◆ Source data:
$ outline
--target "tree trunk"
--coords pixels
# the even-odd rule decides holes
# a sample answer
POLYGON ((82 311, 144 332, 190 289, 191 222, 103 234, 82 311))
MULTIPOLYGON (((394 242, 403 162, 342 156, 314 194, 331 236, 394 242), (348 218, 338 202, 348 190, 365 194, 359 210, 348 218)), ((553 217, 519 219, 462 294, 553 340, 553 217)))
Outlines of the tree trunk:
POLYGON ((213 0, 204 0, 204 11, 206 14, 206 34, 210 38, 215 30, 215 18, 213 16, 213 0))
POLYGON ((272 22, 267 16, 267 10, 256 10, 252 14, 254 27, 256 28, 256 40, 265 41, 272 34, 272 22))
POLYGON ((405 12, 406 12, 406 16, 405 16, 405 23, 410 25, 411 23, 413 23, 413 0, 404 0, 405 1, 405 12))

* * *

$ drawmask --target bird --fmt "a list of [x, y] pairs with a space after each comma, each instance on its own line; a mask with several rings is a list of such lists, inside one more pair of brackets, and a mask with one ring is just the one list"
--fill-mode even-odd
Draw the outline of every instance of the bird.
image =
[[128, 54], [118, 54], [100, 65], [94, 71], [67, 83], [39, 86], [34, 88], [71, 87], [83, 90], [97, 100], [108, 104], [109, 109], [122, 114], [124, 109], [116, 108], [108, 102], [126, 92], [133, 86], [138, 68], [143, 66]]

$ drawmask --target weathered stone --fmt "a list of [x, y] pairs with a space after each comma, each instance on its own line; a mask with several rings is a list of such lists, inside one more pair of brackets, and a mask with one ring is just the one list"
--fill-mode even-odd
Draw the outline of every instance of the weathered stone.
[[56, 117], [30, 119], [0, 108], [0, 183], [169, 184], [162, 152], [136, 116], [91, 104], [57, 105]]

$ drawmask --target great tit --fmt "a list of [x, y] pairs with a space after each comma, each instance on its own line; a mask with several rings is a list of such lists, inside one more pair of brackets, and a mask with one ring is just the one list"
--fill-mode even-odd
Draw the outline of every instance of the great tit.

* * *

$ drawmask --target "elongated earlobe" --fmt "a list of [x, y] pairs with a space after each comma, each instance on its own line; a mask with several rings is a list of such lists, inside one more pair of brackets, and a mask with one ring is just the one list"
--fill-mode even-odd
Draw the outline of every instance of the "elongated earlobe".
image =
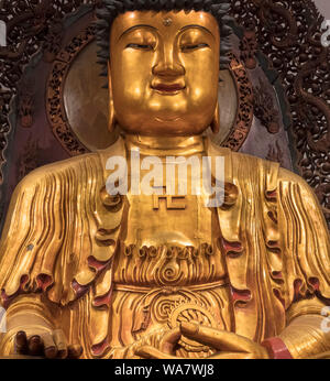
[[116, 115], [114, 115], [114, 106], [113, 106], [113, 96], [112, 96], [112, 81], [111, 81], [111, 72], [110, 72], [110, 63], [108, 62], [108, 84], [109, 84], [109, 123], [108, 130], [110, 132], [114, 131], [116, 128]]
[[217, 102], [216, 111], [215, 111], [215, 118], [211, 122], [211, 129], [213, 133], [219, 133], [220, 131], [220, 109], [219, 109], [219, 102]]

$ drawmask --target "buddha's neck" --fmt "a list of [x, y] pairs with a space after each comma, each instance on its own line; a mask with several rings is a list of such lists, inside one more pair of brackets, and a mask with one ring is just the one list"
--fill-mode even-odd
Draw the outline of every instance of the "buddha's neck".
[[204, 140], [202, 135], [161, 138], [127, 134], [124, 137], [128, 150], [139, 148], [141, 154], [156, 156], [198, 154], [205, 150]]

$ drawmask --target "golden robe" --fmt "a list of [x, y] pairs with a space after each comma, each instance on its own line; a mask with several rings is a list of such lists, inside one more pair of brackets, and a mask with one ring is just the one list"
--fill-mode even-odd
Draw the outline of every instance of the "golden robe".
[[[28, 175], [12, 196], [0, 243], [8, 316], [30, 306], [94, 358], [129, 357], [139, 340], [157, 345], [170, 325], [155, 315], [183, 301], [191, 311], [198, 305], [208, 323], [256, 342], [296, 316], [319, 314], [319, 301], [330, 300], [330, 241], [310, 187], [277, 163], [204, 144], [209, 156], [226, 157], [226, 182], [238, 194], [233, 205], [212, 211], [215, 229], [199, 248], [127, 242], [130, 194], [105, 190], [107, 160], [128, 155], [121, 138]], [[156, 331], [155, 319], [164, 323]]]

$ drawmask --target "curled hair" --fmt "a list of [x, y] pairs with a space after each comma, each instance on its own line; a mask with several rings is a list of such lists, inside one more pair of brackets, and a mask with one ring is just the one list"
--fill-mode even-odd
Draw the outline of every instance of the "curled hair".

◆ Direction: Repeat the listing verbatim from the line with "drawmask --target bird" to the line with "104], [57, 105]]", including both of those lines.

◆ Solution for this task:
$ drawmask --target bird --fmt "a list of [x, y] pairs with a space after each comma, each instance on its own line; a mask with several rings is a list of such lists, inside one more pair of brackets, and a mask with one ring is just the one list"
--fill-mode even-odd
Draw the outline of every instance of the bird.
image =
[[128, 54], [118, 54], [100, 65], [94, 71], [67, 83], [39, 86], [34, 88], [71, 87], [83, 90], [97, 100], [108, 104], [109, 109], [122, 114], [124, 109], [116, 108], [108, 102], [126, 92], [133, 86], [138, 68], [143, 66]]

$ drawmask --target weathered stone --fmt "a list of [x, y] pairs with a space after each comma, each instance on its own line; a mask with several rings is a list of such lists, inside one more pair of brackets, and a mask with one ring is just the one list"
--fill-mode even-odd
Draw the outline of every instance of the weathered stone.
[[56, 117], [30, 119], [0, 108], [0, 183], [169, 184], [162, 152], [136, 116], [91, 104], [57, 105]]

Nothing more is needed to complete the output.